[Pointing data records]
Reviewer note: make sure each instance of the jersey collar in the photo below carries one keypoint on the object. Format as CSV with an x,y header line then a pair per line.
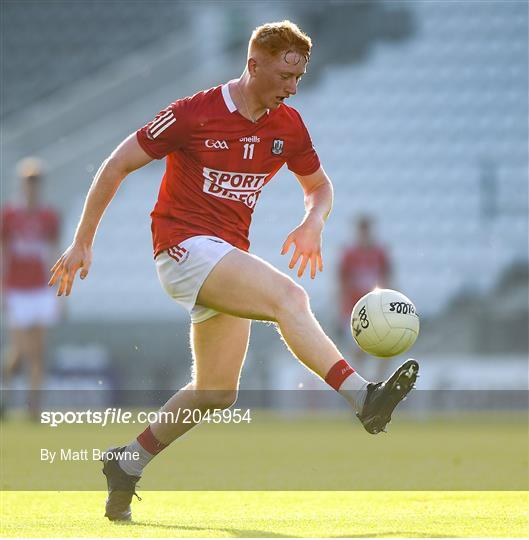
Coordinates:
x,y
227,98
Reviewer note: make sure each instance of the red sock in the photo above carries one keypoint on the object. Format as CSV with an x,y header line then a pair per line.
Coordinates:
x,y
150,443
338,373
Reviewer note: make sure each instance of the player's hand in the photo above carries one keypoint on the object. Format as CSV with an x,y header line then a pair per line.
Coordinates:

▶ _GOAL_: Copy out the stretch of the data from the line containing "Reviewer note: make sure each instance of the player's" through the end of the data, both ends included.

▶ _ANSWER TO THE TASK_:
Reviewer note: make sure each instance of the player's hand in the photo above carries one keypoint on the object. Format as CSV with an x,y header line then a pair per line.
Coordinates:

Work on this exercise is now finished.